## TEXT PROVIDED
--- START ---

How sysupgrade works

Hi,
Is there any page which explains how sysupgrade downloads the firmware file to which partition
and how it replaces the partition and makes it active ?

Basically would like to understand how sysupgrade manipulates with the partitions.

Thanks.

It’s primarily a set of relatively readable shell scripts. The details vary by device, memory, and image type. Your device’s scripts are typically under /lib/upgrade/ as I recall. Others can be seen in the source.

“Make it active” is sort of a MBR thing. On an embedded device typically the boot loader loads the kernel from a pre-defined location in flash to RAM, puts the command line (and perhaps DTB and other info) into RAM, puts references to those into the CPU’s registers and jumps to the entry point of the kernel. The kernel typically has the information on how to interpret the flash

Depends on the device (and on the bootloader and then on OpenWrt on DTS/mach selctions).

Most devices just have a fixed partitioning scheme, and the bootloader just loads the bytes and passes control to kernel, like jeff says.

--- END ---

## DATA SHOWN
--- START ---

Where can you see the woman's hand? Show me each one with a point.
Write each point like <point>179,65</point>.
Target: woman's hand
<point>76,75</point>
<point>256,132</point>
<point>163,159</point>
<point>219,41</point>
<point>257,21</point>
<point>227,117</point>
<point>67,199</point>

--- END ---

## REQUESTS
1) Using the sysupgrade discussion, answer each question briefly:
(a) Where are a device's scripts typically found?
(b) What does the boot loader load from flash into RAM?
(c) What kind of partitioning scheme do most devices have?
2) List every action that, according to the sysupgrade discussion, the boot loader on an embedded device typically performs.

## THE ANSWERS
1)
(a) Under /lib/upgrade/.
(b) The kernel.
(c) A fixed partitioning scheme.

2)
- Loads the kernel from a pre-defined location in flash to RAM.
- Puts the command line (and perhaps DTB and other info) into RAM.
- Puts references to those into the CPU's registers.
- Jumps to the entry point of the kernel.